**Exercise requirements:** Copy the data from the line containing "Task: If you could identify the car side" through the line containing "point(120, 10)", swapping each "side mirror" for "wing mirror" and leaving everything else unchanged.

**Source material:**

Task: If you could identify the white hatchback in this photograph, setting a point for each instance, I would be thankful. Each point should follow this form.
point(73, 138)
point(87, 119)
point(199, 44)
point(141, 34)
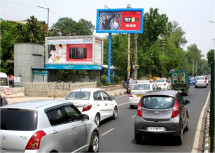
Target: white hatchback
point(163, 84)
point(94, 102)
point(138, 91)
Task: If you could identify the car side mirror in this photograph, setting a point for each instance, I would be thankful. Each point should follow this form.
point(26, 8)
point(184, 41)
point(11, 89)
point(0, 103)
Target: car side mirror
point(85, 117)
point(186, 102)
point(112, 98)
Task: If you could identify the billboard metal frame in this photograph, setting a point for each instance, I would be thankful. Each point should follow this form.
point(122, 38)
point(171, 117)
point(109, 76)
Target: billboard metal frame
point(120, 10)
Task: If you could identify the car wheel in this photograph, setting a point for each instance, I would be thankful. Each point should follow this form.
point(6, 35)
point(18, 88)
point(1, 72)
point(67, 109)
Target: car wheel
point(115, 113)
point(97, 119)
point(94, 142)
point(180, 138)
point(138, 138)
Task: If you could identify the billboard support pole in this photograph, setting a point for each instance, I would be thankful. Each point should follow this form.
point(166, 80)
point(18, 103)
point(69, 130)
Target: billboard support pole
point(109, 57)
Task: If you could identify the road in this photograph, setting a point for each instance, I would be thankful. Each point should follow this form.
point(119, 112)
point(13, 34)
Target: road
point(118, 135)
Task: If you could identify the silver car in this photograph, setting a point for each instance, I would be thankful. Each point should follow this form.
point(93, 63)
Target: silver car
point(161, 112)
point(200, 81)
point(46, 126)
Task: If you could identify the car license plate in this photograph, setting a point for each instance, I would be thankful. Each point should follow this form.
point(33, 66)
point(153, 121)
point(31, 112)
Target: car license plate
point(139, 95)
point(156, 129)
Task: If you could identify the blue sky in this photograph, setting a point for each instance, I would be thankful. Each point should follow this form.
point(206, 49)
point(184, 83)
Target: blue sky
point(192, 15)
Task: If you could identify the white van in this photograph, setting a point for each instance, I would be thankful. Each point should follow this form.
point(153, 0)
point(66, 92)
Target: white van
point(4, 82)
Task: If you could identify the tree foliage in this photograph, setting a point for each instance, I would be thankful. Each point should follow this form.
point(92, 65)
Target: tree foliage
point(68, 27)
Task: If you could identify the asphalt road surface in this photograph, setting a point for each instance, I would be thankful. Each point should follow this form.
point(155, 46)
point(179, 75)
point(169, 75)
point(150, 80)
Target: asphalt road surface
point(118, 135)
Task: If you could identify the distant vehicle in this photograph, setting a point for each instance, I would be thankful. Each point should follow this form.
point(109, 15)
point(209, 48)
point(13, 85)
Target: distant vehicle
point(162, 83)
point(138, 91)
point(161, 112)
point(4, 82)
point(94, 102)
point(180, 81)
point(46, 126)
point(200, 81)
point(192, 80)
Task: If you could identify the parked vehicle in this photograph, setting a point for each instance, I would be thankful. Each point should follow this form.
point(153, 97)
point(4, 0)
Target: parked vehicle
point(200, 81)
point(46, 126)
point(4, 82)
point(162, 113)
point(163, 84)
point(180, 81)
point(192, 80)
point(138, 91)
point(94, 102)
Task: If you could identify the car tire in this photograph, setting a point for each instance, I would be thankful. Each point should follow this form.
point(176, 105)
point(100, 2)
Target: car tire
point(94, 142)
point(115, 113)
point(180, 137)
point(97, 119)
point(138, 138)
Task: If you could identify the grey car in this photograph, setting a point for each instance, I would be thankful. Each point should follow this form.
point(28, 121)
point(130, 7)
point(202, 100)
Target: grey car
point(161, 113)
point(46, 126)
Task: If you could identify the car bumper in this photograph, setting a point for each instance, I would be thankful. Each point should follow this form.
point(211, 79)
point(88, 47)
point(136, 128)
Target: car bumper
point(172, 127)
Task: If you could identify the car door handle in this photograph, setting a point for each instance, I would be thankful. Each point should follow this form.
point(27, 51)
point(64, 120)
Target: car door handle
point(54, 132)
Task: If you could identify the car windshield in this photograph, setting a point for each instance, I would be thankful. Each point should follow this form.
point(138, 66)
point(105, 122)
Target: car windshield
point(160, 80)
point(157, 102)
point(142, 87)
point(18, 120)
point(200, 78)
point(78, 95)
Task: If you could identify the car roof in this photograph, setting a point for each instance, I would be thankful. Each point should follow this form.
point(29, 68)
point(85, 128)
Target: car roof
point(36, 104)
point(87, 89)
point(171, 93)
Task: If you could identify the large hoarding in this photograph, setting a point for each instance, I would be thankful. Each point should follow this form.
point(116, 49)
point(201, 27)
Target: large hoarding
point(72, 51)
point(119, 21)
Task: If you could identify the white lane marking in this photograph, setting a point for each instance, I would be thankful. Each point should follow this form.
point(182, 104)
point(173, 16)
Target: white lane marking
point(123, 104)
point(199, 126)
point(108, 132)
point(133, 116)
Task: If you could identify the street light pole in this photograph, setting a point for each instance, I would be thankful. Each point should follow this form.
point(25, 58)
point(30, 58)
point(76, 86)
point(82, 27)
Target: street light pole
point(47, 19)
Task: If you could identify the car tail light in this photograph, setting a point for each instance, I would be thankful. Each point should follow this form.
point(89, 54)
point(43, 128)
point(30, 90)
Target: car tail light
point(175, 109)
point(139, 109)
point(130, 94)
point(87, 107)
point(34, 142)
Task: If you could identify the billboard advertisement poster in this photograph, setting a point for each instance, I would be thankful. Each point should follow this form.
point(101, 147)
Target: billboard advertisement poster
point(119, 21)
point(67, 51)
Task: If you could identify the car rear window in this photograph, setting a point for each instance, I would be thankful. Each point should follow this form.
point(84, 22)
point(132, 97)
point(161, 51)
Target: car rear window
point(79, 95)
point(18, 119)
point(142, 87)
point(157, 102)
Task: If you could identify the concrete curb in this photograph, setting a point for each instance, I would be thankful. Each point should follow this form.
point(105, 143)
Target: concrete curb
point(206, 133)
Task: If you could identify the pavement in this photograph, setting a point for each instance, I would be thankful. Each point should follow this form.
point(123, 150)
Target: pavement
point(11, 100)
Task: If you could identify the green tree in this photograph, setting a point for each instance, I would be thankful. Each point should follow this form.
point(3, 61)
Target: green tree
point(68, 27)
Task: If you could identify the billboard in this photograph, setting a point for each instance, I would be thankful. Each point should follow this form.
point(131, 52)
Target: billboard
point(119, 21)
point(71, 51)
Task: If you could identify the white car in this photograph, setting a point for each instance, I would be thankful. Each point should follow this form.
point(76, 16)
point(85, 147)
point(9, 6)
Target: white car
point(162, 83)
point(94, 102)
point(138, 91)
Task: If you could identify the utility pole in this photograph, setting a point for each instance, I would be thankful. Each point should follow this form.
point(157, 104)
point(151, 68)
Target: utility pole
point(135, 52)
point(193, 67)
point(129, 53)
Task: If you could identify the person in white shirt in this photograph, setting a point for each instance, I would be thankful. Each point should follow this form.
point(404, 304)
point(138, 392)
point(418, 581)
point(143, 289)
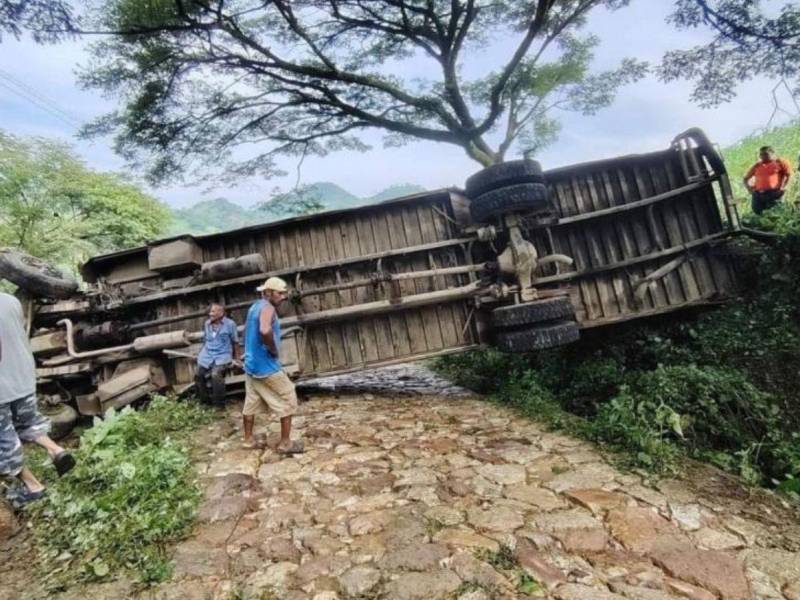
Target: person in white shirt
point(20, 419)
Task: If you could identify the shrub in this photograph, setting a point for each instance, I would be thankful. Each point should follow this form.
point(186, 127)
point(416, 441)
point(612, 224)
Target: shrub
point(131, 493)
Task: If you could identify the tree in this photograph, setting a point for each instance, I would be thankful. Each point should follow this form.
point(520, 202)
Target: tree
point(747, 43)
point(54, 207)
point(231, 85)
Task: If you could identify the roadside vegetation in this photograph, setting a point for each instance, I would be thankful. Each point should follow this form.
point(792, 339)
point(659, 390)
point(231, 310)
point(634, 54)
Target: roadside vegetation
point(720, 386)
point(54, 207)
point(132, 493)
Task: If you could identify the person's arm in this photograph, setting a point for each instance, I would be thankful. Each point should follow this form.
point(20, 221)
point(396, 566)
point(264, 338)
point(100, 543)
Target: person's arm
point(205, 339)
point(235, 346)
point(265, 328)
point(786, 175)
point(748, 176)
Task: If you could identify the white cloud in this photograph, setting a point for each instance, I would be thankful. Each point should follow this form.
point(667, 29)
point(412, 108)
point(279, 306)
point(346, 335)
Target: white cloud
point(645, 117)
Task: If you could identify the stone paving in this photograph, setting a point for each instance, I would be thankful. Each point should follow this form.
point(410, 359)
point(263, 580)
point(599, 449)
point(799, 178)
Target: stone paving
point(432, 497)
point(438, 498)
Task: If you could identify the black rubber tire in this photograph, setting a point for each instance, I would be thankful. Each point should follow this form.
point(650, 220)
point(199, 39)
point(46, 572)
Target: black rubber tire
point(62, 419)
point(512, 172)
point(35, 276)
point(539, 337)
point(538, 311)
point(523, 197)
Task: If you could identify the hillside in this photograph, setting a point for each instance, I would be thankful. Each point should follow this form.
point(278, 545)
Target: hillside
point(219, 214)
point(740, 156)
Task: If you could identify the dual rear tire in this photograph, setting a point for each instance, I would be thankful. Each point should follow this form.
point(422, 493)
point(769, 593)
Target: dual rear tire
point(537, 325)
point(514, 187)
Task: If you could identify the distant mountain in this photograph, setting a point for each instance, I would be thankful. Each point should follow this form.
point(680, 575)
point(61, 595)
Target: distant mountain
point(333, 196)
point(219, 214)
point(395, 191)
point(210, 216)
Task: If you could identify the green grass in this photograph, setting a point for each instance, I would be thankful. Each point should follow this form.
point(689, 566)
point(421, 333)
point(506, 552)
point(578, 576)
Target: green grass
point(740, 156)
point(132, 493)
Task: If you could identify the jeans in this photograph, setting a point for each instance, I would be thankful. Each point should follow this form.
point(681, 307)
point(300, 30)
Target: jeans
point(765, 199)
point(212, 377)
point(20, 421)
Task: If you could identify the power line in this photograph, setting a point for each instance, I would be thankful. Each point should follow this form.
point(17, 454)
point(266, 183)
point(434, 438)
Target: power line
point(33, 96)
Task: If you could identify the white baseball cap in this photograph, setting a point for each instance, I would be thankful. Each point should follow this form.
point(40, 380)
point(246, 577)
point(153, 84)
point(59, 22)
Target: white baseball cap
point(275, 284)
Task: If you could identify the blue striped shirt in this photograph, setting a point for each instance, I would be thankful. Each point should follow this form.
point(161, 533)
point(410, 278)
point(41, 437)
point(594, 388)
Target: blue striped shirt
point(218, 343)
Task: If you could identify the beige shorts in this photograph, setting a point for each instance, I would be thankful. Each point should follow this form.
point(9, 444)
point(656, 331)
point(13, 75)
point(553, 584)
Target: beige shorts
point(273, 393)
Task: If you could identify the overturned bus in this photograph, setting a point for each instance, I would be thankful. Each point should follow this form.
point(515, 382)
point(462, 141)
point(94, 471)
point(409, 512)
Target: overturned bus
point(521, 259)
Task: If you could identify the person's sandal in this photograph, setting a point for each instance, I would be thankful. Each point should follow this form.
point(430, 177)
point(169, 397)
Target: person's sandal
point(257, 443)
point(63, 462)
point(295, 448)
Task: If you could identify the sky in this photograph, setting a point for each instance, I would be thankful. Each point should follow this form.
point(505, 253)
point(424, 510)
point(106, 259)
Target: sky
point(644, 117)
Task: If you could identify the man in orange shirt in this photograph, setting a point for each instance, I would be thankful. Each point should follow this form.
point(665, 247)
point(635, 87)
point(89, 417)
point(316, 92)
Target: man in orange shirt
point(770, 176)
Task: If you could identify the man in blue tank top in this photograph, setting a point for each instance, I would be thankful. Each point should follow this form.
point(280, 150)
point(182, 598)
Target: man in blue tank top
point(267, 387)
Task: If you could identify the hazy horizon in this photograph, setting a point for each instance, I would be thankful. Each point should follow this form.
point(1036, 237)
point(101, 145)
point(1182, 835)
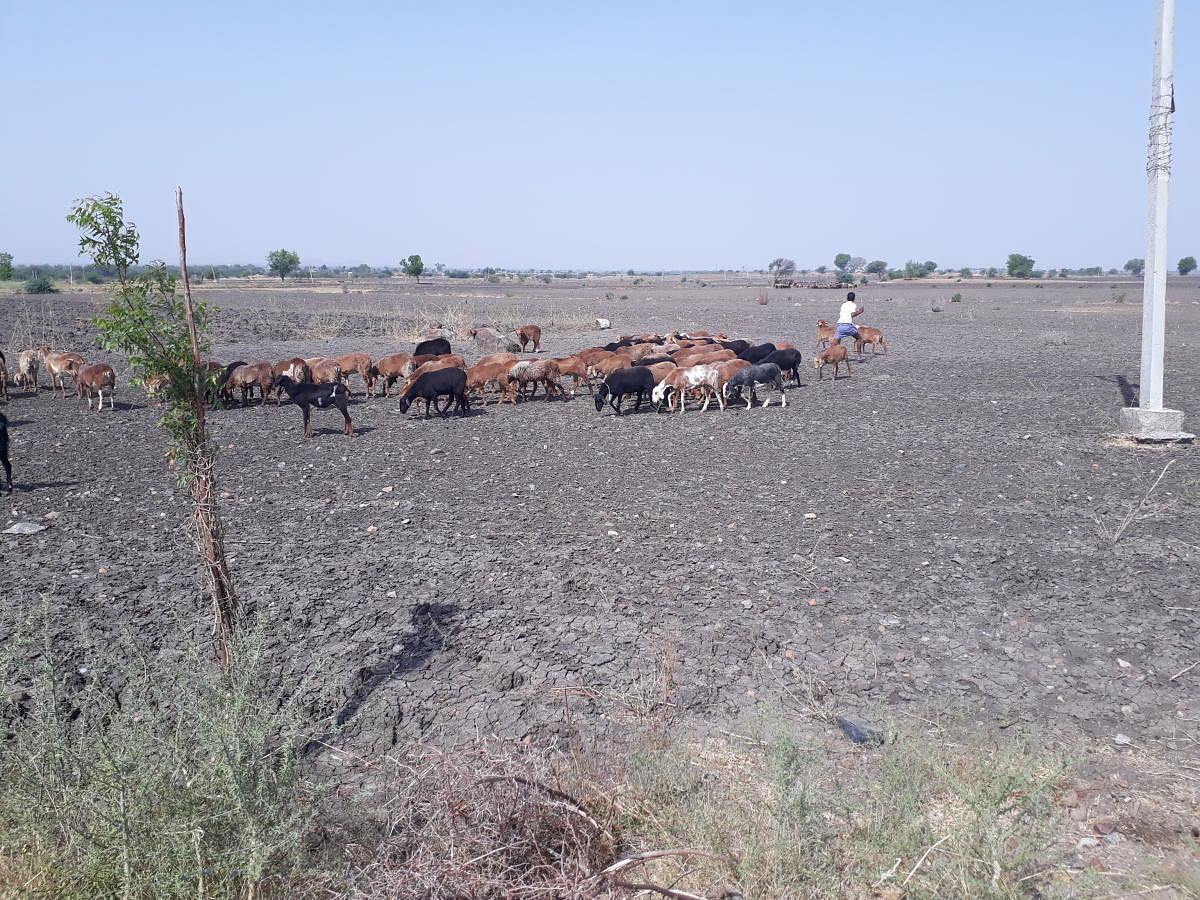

**Written answer:**
Task: If you could identify the car wing mirror in this photograph, setting a point for each instance, I would be thankful. Each point should follow this form.
point(26, 8)
point(184, 41)
point(11, 89)
point(0, 103)
Target: car wing mirror
point(85, 117)
point(186, 102)
point(112, 98)
Task: If you could identify the billboard metal frame in this photograph, setting a point for each instance, I would be thankful. Each point should follow this form.
point(122, 38)
point(171, 117)
point(109, 76)
Target: billboard metal frame
point(120, 10)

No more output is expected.